— Exercise aim —
Rewrite the lines from the one containing "of the dark" through the one containing "point(1038, 708)", both included, changing "dark water surface" to "still water" and keeping everything else the same. Give back only those lines.

— Material —

* * *

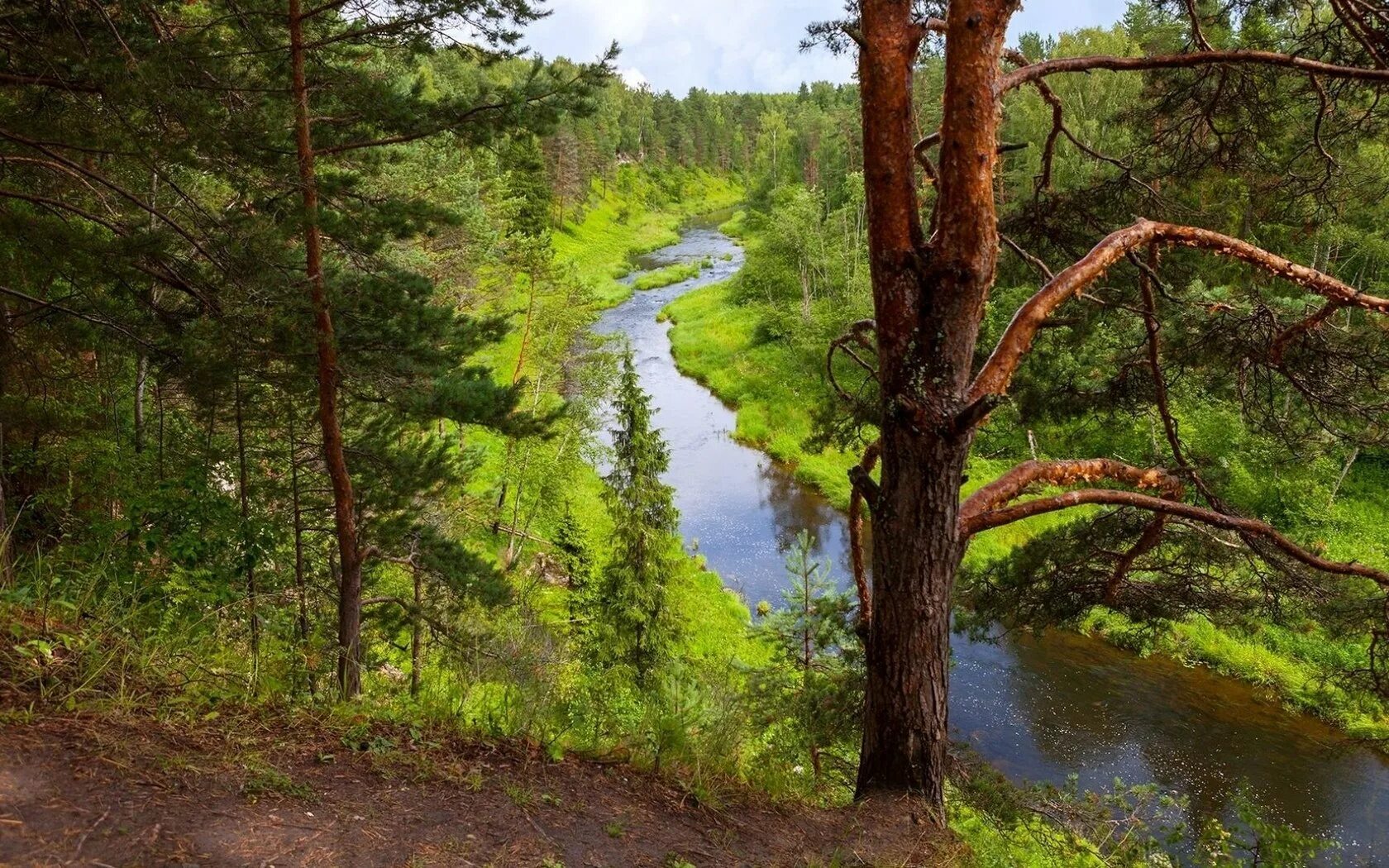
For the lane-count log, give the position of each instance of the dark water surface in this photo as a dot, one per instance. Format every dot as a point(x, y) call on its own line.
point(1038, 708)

* * *

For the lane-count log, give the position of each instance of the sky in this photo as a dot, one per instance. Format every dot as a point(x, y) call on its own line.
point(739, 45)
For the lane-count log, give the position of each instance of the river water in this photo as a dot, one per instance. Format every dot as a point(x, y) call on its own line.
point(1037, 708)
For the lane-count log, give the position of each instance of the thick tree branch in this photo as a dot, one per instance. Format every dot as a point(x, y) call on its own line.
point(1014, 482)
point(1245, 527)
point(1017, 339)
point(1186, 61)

* * *

— Full output —
For the lane-count log, give the position of each instance of the still water in this photo as a dot, one per instance. Format every dot as a point(x, y) call on its own line.
point(1038, 708)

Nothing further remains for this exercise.